[start GIVEN DATA]

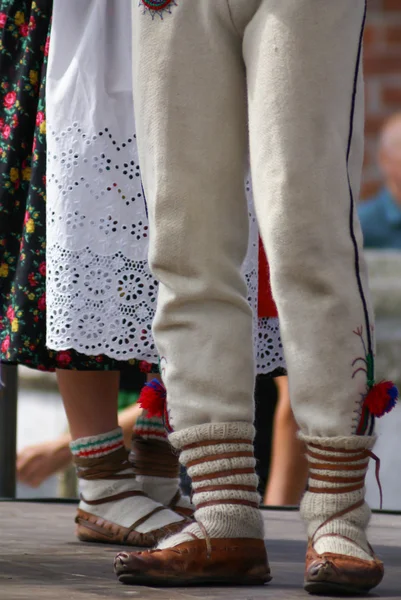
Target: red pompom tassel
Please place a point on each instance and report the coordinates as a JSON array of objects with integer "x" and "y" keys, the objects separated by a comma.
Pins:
[
  {"x": 153, "y": 398},
  {"x": 381, "y": 398}
]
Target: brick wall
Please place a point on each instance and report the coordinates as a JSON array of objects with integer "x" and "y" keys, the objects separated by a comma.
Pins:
[{"x": 383, "y": 79}]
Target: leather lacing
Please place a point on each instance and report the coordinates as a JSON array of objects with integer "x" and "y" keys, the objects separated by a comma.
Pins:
[
  {"x": 108, "y": 467},
  {"x": 153, "y": 457},
  {"x": 330, "y": 462}
]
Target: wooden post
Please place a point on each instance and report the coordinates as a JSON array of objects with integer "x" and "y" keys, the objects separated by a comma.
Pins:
[{"x": 8, "y": 430}]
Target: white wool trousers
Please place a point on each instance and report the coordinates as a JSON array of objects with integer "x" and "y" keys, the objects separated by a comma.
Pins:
[{"x": 280, "y": 81}]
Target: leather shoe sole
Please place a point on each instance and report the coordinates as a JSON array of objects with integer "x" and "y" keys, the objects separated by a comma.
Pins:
[
  {"x": 218, "y": 562},
  {"x": 340, "y": 575}
]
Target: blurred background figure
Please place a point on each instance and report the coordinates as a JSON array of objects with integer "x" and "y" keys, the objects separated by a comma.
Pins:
[{"x": 380, "y": 215}]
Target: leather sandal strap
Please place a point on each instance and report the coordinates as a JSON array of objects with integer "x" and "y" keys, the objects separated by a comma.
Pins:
[
  {"x": 338, "y": 515},
  {"x": 207, "y": 539},
  {"x": 337, "y": 490},
  {"x": 145, "y": 518},
  {"x": 105, "y": 467},
  {"x": 225, "y": 486},
  {"x": 214, "y": 458},
  {"x": 330, "y": 458},
  {"x": 345, "y": 537},
  {"x": 175, "y": 500},
  {"x": 230, "y": 501},
  {"x": 337, "y": 467},
  {"x": 115, "y": 497},
  {"x": 216, "y": 443},
  {"x": 350, "y": 451},
  {"x": 331, "y": 479},
  {"x": 228, "y": 473},
  {"x": 153, "y": 457}
]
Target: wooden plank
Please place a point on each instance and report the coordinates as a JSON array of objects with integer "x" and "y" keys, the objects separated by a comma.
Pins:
[{"x": 40, "y": 559}]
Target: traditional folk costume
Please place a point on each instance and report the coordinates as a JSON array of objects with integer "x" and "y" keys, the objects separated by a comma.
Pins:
[
  {"x": 285, "y": 77},
  {"x": 101, "y": 295}
]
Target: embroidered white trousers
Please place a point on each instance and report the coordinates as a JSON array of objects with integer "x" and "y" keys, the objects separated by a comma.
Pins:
[{"x": 214, "y": 79}]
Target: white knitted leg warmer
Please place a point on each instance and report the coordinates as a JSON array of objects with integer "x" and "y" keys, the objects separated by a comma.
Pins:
[
  {"x": 108, "y": 485},
  {"x": 334, "y": 506},
  {"x": 219, "y": 458}
]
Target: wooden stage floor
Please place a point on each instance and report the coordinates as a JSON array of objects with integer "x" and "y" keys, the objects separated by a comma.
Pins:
[{"x": 40, "y": 559}]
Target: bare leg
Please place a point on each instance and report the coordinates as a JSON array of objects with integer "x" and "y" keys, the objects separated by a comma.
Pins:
[
  {"x": 289, "y": 467},
  {"x": 90, "y": 401}
]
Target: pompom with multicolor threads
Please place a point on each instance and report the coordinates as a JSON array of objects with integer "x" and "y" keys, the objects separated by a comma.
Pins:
[{"x": 381, "y": 398}]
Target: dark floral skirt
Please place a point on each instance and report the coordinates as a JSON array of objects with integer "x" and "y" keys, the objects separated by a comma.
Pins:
[{"x": 24, "y": 47}]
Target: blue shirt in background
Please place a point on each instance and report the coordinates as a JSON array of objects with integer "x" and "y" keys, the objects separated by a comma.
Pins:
[{"x": 381, "y": 221}]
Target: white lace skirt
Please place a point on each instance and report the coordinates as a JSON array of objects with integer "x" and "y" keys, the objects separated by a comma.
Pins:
[{"x": 101, "y": 295}]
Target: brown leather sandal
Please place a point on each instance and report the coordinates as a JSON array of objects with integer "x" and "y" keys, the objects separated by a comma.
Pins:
[
  {"x": 338, "y": 574},
  {"x": 92, "y": 528},
  {"x": 197, "y": 562},
  {"x": 180, "y": 510}
]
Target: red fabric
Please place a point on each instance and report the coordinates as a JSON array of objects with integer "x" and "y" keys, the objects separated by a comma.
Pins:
[{"x": 266, "y": 304}]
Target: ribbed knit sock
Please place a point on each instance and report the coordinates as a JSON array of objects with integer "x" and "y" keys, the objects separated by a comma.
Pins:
[
  {"x": 156, "y": 464},
  {"x": 337, "y": 469},
  {"x": 219, "y": 458},
  {"x": 105, "y": 457}
]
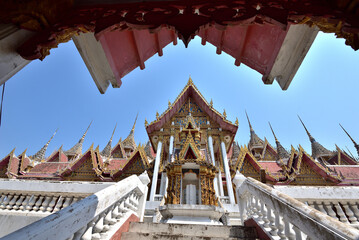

[end GIVEN DATA]

WRITTEN INSTRUCTION
How many lines in the items above contain the string "skirt"? Reply with the number alone.

RESPONSE TO THIS EXERCISE
2